What follows is a listing; give it again exactly, in its entirety.

_ _ _ _ _ _ _

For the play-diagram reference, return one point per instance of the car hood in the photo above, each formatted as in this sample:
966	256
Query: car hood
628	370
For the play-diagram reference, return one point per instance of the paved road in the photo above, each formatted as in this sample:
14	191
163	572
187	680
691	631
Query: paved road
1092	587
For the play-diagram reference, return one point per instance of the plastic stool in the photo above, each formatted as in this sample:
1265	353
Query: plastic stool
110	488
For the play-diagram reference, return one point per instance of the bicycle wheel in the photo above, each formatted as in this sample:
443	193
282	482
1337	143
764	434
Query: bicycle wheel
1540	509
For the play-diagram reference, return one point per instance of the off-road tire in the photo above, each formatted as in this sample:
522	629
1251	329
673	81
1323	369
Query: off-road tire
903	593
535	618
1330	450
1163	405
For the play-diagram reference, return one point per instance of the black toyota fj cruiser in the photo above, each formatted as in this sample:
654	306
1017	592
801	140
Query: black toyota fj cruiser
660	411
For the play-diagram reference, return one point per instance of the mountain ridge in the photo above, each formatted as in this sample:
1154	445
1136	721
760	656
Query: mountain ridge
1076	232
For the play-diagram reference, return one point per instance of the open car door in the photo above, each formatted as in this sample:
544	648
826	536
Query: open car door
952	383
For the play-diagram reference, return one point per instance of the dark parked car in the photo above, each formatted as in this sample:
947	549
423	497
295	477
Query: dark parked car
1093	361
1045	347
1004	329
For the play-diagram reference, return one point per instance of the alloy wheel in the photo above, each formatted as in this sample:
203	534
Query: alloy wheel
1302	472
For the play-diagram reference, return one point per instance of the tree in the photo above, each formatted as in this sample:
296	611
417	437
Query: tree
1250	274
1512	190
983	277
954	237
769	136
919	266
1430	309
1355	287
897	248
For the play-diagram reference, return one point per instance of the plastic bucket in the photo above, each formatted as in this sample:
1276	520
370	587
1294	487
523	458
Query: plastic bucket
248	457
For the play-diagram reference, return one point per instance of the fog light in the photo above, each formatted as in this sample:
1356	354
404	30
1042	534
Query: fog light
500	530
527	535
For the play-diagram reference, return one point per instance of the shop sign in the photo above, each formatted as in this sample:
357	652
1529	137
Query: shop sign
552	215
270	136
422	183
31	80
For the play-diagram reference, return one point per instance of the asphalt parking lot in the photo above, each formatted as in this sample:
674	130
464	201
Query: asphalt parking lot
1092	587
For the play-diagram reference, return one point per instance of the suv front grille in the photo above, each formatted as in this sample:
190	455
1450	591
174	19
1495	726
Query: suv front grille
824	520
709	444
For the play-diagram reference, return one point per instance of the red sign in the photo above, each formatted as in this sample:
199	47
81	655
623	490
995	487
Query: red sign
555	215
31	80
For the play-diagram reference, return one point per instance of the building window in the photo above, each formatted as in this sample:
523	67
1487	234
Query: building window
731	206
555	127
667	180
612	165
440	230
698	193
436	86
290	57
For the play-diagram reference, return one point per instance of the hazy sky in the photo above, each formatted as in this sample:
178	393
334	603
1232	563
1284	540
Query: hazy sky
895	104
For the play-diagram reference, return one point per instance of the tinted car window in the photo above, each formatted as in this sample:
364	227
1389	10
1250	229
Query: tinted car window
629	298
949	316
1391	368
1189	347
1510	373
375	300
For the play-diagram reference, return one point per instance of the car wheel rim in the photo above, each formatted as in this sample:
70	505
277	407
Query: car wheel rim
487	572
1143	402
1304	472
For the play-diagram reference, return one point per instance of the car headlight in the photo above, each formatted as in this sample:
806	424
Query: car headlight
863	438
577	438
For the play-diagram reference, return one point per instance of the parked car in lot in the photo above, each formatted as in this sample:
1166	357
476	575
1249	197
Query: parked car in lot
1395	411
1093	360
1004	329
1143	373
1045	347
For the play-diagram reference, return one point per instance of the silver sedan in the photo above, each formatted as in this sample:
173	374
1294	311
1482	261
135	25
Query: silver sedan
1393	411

_ _ _ _ _ _ _

* Written answer *
For the play-diagram reference, return one point per instance of the car hood in the photo above, each formatted as in this sample:
966	256
Query: car hood
628	370
For the play-diagram reference, return one point per instance of the paved road in the photo above, each formatted as in this sample:
14	191
163	572
187	680
691	631
Query: paved road
1092	587
For the play-diagram reference, return one point per instance of the plastic stool in the photo above, each formatted as in this sample:
1265	353
Query: plastic stool
110	488
For the play-diagram reference, return one point per instance of the bicycle wheel in the photo above, each formatted as in this sample:
443	193
282	482
1337	143
764	434
Query: bicycle wheel
1540	509
For the play-diagram reference, return one point per instance of the off-road tire in the photo above, each formatted as in this sample:
522	629
1251	329
673	81
1323	369
Query: off-road tire
903	593
535	618
1330	450
1163	405
For the play-diagram reference, return one point per instance of the black toyota fj cruiser in the photo above, each formatted as in this sample:
654	306
1017	592
801	140
Query: black toyota fj cruiser
660	411
For the play-diagram reference, return one point per instance of the mountain ridge in the photo above, each formatted as in this sample:
1154	445
1136	721
760	656
Query: mountain ridge
1076	232
For the play-diagram reference, return one point per instance of the open car door in the photo above, each formatted as in this sample:
544	648
826	536
Query: open car door
952	383
For the play-diagram reference, return one point per instance of the dark parked car in the photo above, each formatted as in this sample:
947	549
423	497
295	477
Query: dark parked car
1093	361
1045	347
1004	329
For the play-diagram reference, return one point per instance of the alloy wheel in the photo above, each formatted as in this sample:
203	534
Query: alloy wheel
1302	472
For the play-diagram reference, return one point per instance of the tree in the photo above, each formatted as in this sample:
296	611
417	437
Query: tree
1250	274
1512	190
983	277
954	237
769	136
919	266
1430	309
1355	287
897	248
For the play-diagram reference, return one point per instance of the plastic bucket in the photo above, each formatted as in this sample:
1276	520
370	587
1294	487
523	458
Query: plastic bucket
248	457
For the play-diagram reference, return one point per instance of the fog light in the photo above, each formatted as in this sample:
1356	354
404	30
1042	534
Query: fog light
500	530
527	535
For the play-diagram reference, return one point per instance of the shop sign in the photo above, each formatted as in this sample:
357	652
1529	137
Query: shop sign
552	215
270	136
422	183
31	80
For the play-diagram reference, return one point per instance of the asphalt parking lot in the photo above, each formatted as in this sample:
674	130
464	201
Query: asphalt parking lot
1092	587
For the play-diagram reference, return one point per instance of the suv front grille in the photo above, each formatted as in this sample:
190	455
1450	591
174	19
1495	726
Query: suv front grille
824	520
709	444
For the play-diagram reference, return one point per instance of the red sign in the photo above, each formatted as in this sample:
199	47
81	655
623	490
995	487
Query: red sign
555	215
31	80
For the play-diagram reference, return one point per instance of the building window in the photo above, each formatted as in this sample:
523	67
1487	234
Query: building window
731	206
555	127
667	180
612	165
440	230
698	193
436	86
290	57
For the play-diagram reference, return one point per instance of the hazy sky in the photo above, each formatted as in this sample:
178	393
334	603
1232	563
1284	540
Query: hazy sky
895	104
For the play-diagram reference, return one point per instance of the tinted car window in the photo above, each formatted as in this sample:
364	227
1389	10
1250	229
Query: tinted car window
629	298
949	316
1391	368
1189	347
1510	373
375	300
For the play-diagram reference, return one point per instance of the car wheel rim in the photo above, each formatted as in this sample:
70	505
277	407
Query: car wheel rim
487	572
1143	402
1304	472
For the play-diagram reference, return one point per instance of the car headlight in the photo above, each formatted as in this sample:
806	424
Query: car headlight
863	438
577	438
For the play-diagram reference, return one point per instance of the parked car in lot in the photo above, each formatted as in this sample:
1166	357
476	575
1249	197
Query: parked car in lot
1395	411
1093	360
1004	329
1143	373
1045	347
For the play-diagram reference, return one point per instance of the silver sedan in the photo above, each formatted as in this sample:
173	374
1294	311
1482	261
135	25
Query: silver sedan
1393	411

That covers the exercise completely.